**EXCERTO DA PÁGINA**.
-- -- --
4º - Ao proceder à graduação dos créditos da Apelante como se as hipotecas legais não existissem, a douta sentença violou o disposto nos artºs 604º, 686º, 152º e 200º nº2 CPEREF.

Não foram produzidas contra-alegações.

Factos Apurados em 1ª Instância
Encontram-se provados os factos relativos ao montante e natureza dos créditos reclamados, às garantias que sobre os mesmos recaem (nomeadamente, quanto ao crédito do Apelante) e à tramitação processual, acima resumidamente expostos.

Fundamentos
O recurso do Apelante comporta a apreciação, por um lado, da existência de uma omissão na decisão recorrida, consistente na não graduação do crédito do Reclamante/Apelante, enquanto garantido por hipoteca legal; por outro lado, da efectiva graduação desse crédito, garantido por hipoteca legal, tal como reclamado.
Passaremos à apreciação de tais questões.
I
Tem razão o Apelante quanto à contradição que invoca e que rapidamente se descortina, na sentença recorrida.
O artº 152º CPEREF (na redacção do D.-L. nº315/98 de 20 de Outubro) dispõe que “com a declaração de falência se extinguem imediatamente, passando os respectivos créditos a ser exigidos como créditos comuns, os privilégios creditórios do Estado, das autarquias locais e das instituições de segurança social, excepto os que se constituírem no decurso do processo de recuperação de empresa ou de falência”.
Diz-se na sentença recorrida:
“É nosso entendimento que o artº 152º CPEREF apenas se aplica aos privilégios creditórios, pelo que é de concluir que o legislador quis afastar as hipotecas legais do seu regime.”
“Na verdade, não se poderá fazer uma interpretação extensiva de modo a abranger os dois, porque privilégios creditórios e hipoteca legal são garantias diferentes, cada uma delas com regulamentação própria e diferenciada.”
“A lei é bem clara – escreveu-se “privilégios creditórios”, consequentemente há que aplicar ás hipotecas legais constituídas a favor da Segurança Social, o regime legal geral, comummente aplicável a tais garantias – vd. Acs. S.T.J. 18/6/02 Col. II/114, 25/3/03 Col.I/138 e Ac.R.C. 7/10/03 pº nº 2322/00.”
Todavia, no dispositivo de graduação dos créditos, existe uma omissão de pronúncia relativamente ao crédito reclamado, enquanto garantido por hipoteca legal – na verdade, gradua-se em terceiro lugar o crédito da Segurança Social, “por constituída no decurso do processo de recuperação” e até ao montante constituído nesse decurso, ou seja, como se de um crédito garantido por mero privilégio creditório se tratasse, nos termos da parte final do artº 152º cit.
-- -- --
**INSTRUÇÃO ESCRITA 1**. Enumere as entidades cujos privilégios creditórios se extinguem com a declaração de falência, segundo o artº 152º CPEREF transcrito no excerto sobre a graduação de créditos.
**INSTRUÇÃO ESCRITA 2**. Por favor, escreva a continuação do excerto sobre a graduação de créditos, começando depois da última frase apresentada.

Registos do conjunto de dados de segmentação
-- -- --
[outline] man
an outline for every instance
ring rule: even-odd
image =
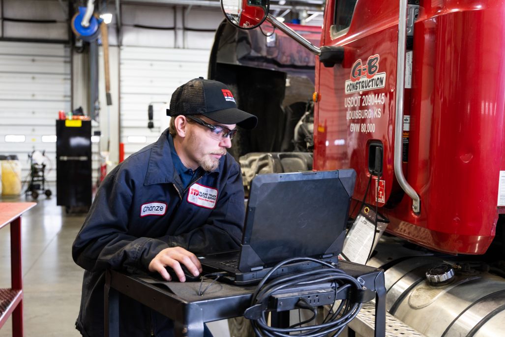
[[[168,130],[104,179],[74,242],[74,261],[86,270],[76,326],[86,337],[104,335],[107,269],[167,280],[173,270],[183,282],[183,265],[201,272],[195,253],[240,243],[242,175],[226,149],[235,126],[253,128],[257,118],[237,109],[225,85],[201,77],[176,89],[169,113]],[[157,312],[126,296],[119,307],[120,335],[173,335],[173,322]]]

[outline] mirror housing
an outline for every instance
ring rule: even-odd
[[[341,46],[316,46],[301,35],[281,22],[268,13],[270,0],[221,0],[221,9],[226,20],[232,25],[242,29],[251,29],[266,20],[312,54],[319,57],[319,61],[327,68],[340,64],[344,59],[344,48]]]
[[[221,0],[221,10],[230,23],[242,29],[259,26],[267,18],[270,0]]]

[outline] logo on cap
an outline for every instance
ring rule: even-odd
[[[227,89],[221,89],[221,91],[223,91],[223,95],[224,96],[224,99],[229,102],[232,102],[234,103],[236,103],[235,102],[235,99],[233,98],[233,95],[232,94],[231,91]]]

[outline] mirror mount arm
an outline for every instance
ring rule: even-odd
[[[298,43],[301,44],[307,49],[308,49],[312,54],[315,55],[317,55],[320,56],[321,55],[321,49],[319,47],[316,47],[315,45],[311,43],[310,41],[307,40],[305,37],[299,34],[296,32],[294,31],[290,28],[288,27],[287,25],[281,22],[277,19],[275,18],[272,14],[269,13],[267,15],[267,21],[271,23],[274,27],[275,27],[277,29],[282,31],[283,33],[287,35],[288,36],[291,37],[296,41]]]

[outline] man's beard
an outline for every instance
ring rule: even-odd
[[[212,157],[212,155],[226,156],[226,150],[223,150],[222,151],[214,151],[197,160],[197,162],[201,168],[209,172],[215,171],[219,166],[219,159]]]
-- -- --
**RESPOSTA CORRETA 1**. O Estado, as autarquias locais e as instituições de segurança social.

**RESPOSTA CORRETA 2**.
Isto é, pensamos que aquilo que se encontra em causa, na decisão recorrida, é, não tanto uma omissão de pronúncia (artº 668º nº1 al.d) 1ª parte C.P.Civ.), quanto uma contradição entre os fundamentos e a decisão – artº 668 nº1 al.c) C.P.Civ., fundamentos que apontam para a efectiva consideração da garantia proveniente de hipoteca legal e decisão que apenas admite o crédito tal como se de um privilégio creditório constituído no decurso do processo se tratasse – rectius, com exclusão da garantia proveniente da hipoteca legal e como se o artº 152º CPEREF fosse também aplicável às hipotecas legais do Estado ou da Segurança Social.
Trata-se assim, definitivamente, da nulidade da sentença a que alude o artº 668º nº1 al.c) C.P.Civ. – por todos, Acs.S.T.J. 22/1/98 e de 26/4/95, respectivamente in Bol.473/427 e Bol.446/296 e Ac.R.E. 14/7/05 Col. IV/262.
Todavia, no suprimento da invocada nulidade, haveremos igualmente de ponderar, não apenas a verificação, como também a graduação do crédito garantido pela hipoteca legal, já que a graduação efectuada se lhe não reportou por qualquer forma, directa ou indirecta.
II
Como primeira nota, salientaremos que nada se pode em verdade opor à bondade da fundamentação da decisão recorrida, enquanto distingue claramente hipoteca de privilégio creditório, não considerando aquela, constituída como hipoteca legal, abrangida na letra ou no espírito do artº 152º CPEREF.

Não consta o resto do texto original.